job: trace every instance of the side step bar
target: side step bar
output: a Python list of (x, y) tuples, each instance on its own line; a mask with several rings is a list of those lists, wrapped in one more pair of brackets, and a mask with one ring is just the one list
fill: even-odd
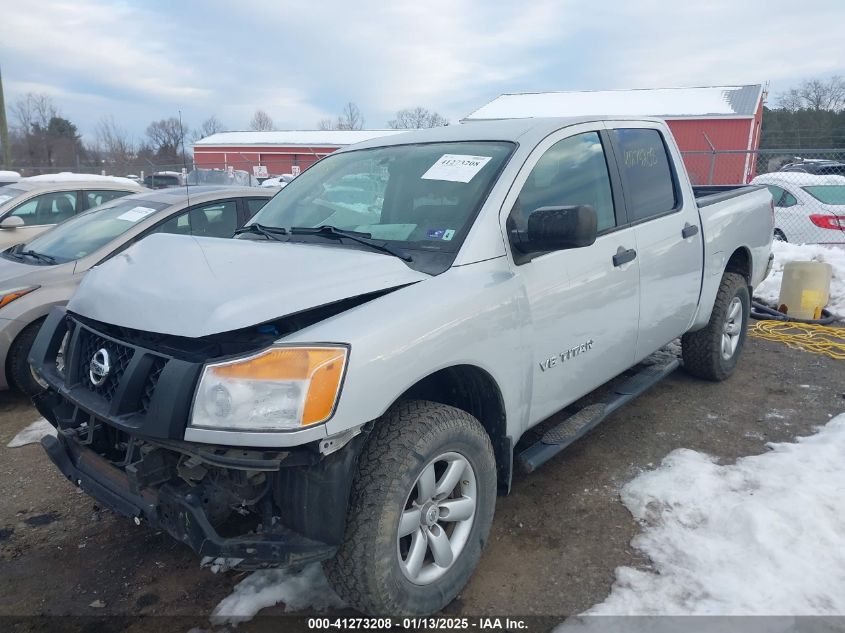
[(522, 470), (531, 473), (552, 457), (583, 437), (599, 422), (657, 384), (680, 365), (673, 359), (664, 365), (649, 365), (622, 382), (604, 401), (590, 404), (546, 431), (539, 442), (529, 446), (517, 456)]

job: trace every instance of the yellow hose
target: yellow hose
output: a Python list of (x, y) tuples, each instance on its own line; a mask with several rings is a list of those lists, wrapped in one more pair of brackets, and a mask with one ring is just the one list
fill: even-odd
[(754, 338), (783, 343), (791, 349), (824, 354), (845, 360), (845, 328), (812, 323), (757, 321), (748, 334)]

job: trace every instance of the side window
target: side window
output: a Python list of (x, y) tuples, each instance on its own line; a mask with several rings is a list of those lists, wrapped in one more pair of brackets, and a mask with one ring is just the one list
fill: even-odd
[(194, 207), (156, 229), (156, 233), (196, 235), (199, 237), (232, 237), (238, 228), (238, 208), (234, 200)]
[(251, 218), (261, 211), (261, 207), (267, 204), (268, 200), (270, 198), (248, 198), (246, 201), (247, 216)]
[(85, 208), (86, 209), (93, 209), (94, 207), (98, 207), (101, 204), (108, 202), (109, 200), (114, 200), (115, 198), (121, 198), (123, 196), (128, 195), (129, 191), (115, 191), (115, 190), (103, 190), (103, 191), (85, 191)]
[(525, 230), (529, 216), (541, 207), (579, 204), (596, 210), (600, 232), (616, 226), (610, 176), (598, 132), (563, 139), (540, 157), (519, 192), (508, 224)]
[(781, 207), (794, 207), (796, 204), (798, 204), (798, 200), (795, 198), (795, 196), (793, 196), (788, 191), (784, 190), (783, 198), (781, 199), (779, 206), (781, 206)]
[(632, 221), (671, 211), (677, 206), (675, 178), (663, 136), (657, 130), (611, 130), (622, 173), (625, 202)]
[(769, 193), (772, 194), (772, 200), (774, 200), (775, 206), (779, 207), (781, 198), (783, 198), (783, 189), (775, 185), (768, 185), (768, 188)]
[(17, 207), (9, 215), (19, 217), (28, 226), (58, 224), (76, 213), (76, 192), (42, 193)]

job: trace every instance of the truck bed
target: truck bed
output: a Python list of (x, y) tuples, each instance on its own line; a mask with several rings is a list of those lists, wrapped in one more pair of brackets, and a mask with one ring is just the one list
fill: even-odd
[(760, 188), (761, 185), (702, 185), (693, 187), (692, 192), (698, 206), (706, 207)]

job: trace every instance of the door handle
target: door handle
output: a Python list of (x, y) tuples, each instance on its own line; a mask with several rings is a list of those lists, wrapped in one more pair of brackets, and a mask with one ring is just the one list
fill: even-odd
[(613, 265), (614, 266), (621, 266), (622, 264), (627, 264), (628, 262), (634, 261), (637, 257), (637, 251), (633, 248), (625, 249), (620, 246), (617, 251), (616, 255), (613, 256)]
[(687, 239), (688, 237), (692, 237), (693, 235), (698, 235), (698, 227), (695, 224), (690, 224), (687, 222), (684, 224), (683, 230), (681, 230), (681, 237)]

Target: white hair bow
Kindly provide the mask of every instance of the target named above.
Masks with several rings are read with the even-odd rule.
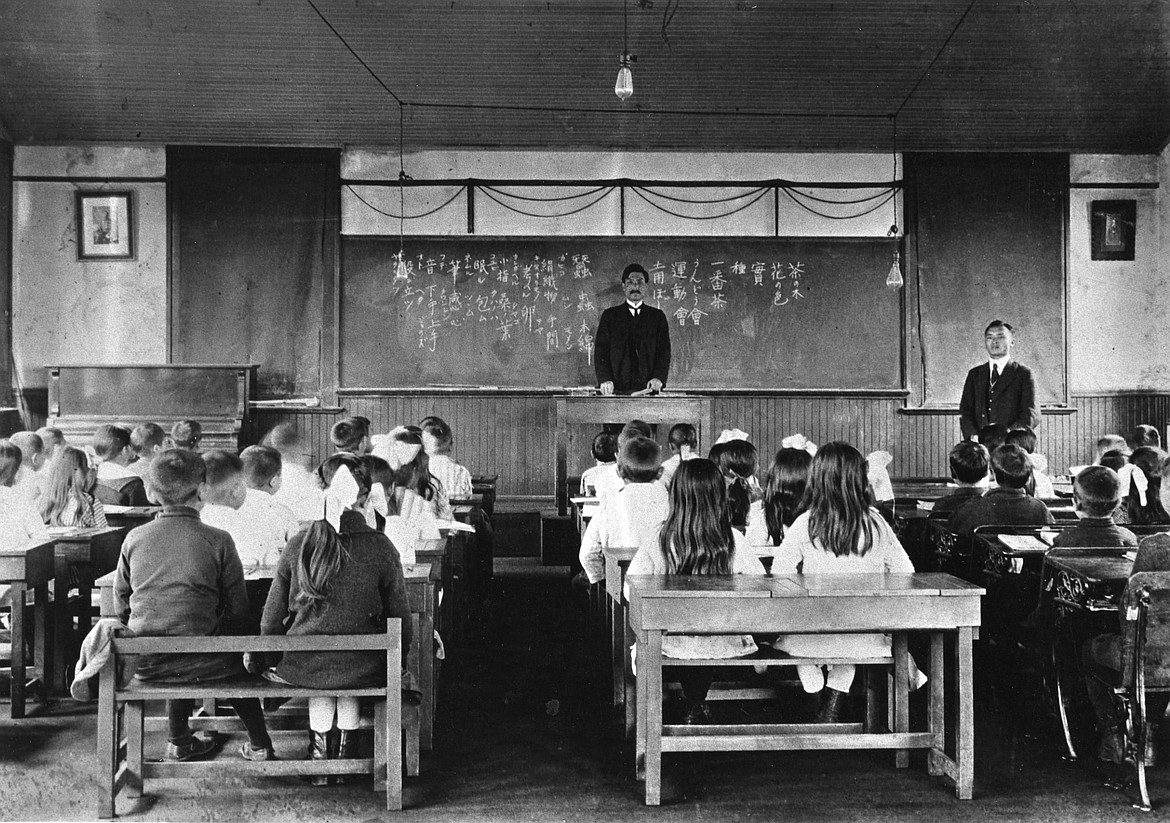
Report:
[[[1044,455],[1033,452],[1028,455],[1028,462],[1032,464],[1034,471],[1038,471],[1041,474],[1048,473],[1048,458]]]
[[[890,472],[887,466],[894,462],[894,455],[888,451],[870,452],[865,458],[869,464],[869,485],[873,487],[873,496],[876,500],[893,500],[894,484],[890,482]]]
[[[1136,463],[1126,463],[1121,467],[1117,476],[1121,478],[1121,488],[1125,491],[1124,496],[1128,497],[1130,490],[1136,488],[1138,500],[1144,507],[1146,505],[1146,489],[1150,487],[1150,480],[1142,471],[1142,467]]]
[[[401,440],[395,438],[395,434],[400,431],[405,431],[405,428],[399,426],[391,430],[389,434],[379,434],[373,439],[374,448],[371,454],[374,457],[380,457],[390,464],[390,468],[399,469],[414,460],[422,446],[417,443],[403,443]]]
[[[724,429],[719,432],[719,439],[715,441],[715,445],[720,443],[730,443],[732,440],[750,440],[751,435],[743,429]]]
[[[324,520],[334,531],[341,531],[341,513],[357,502],[359,494],[361,487],[354,480],[349,467],[342,466],[333,475],[333,481],[325,490]]]
[[[803,449],[810,455],[815,455],[817,453],[817,444],[799,432],[796,434],[790,434],[785,437],[780,441],[780,446],[781,448],[785,449]]]
[[[375,483],[371,486],[370,496],[366,498],[366,505],[386,517],[390,513],[390,501],[386,499],[386,487],[381,483]]]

○ ○ ○ ○ ○ ○ ○

## Your objective
Your response should be the lines of the entries above that include the string "step".

## Task answer
job: trace every instance of the side step bar
target: side step bar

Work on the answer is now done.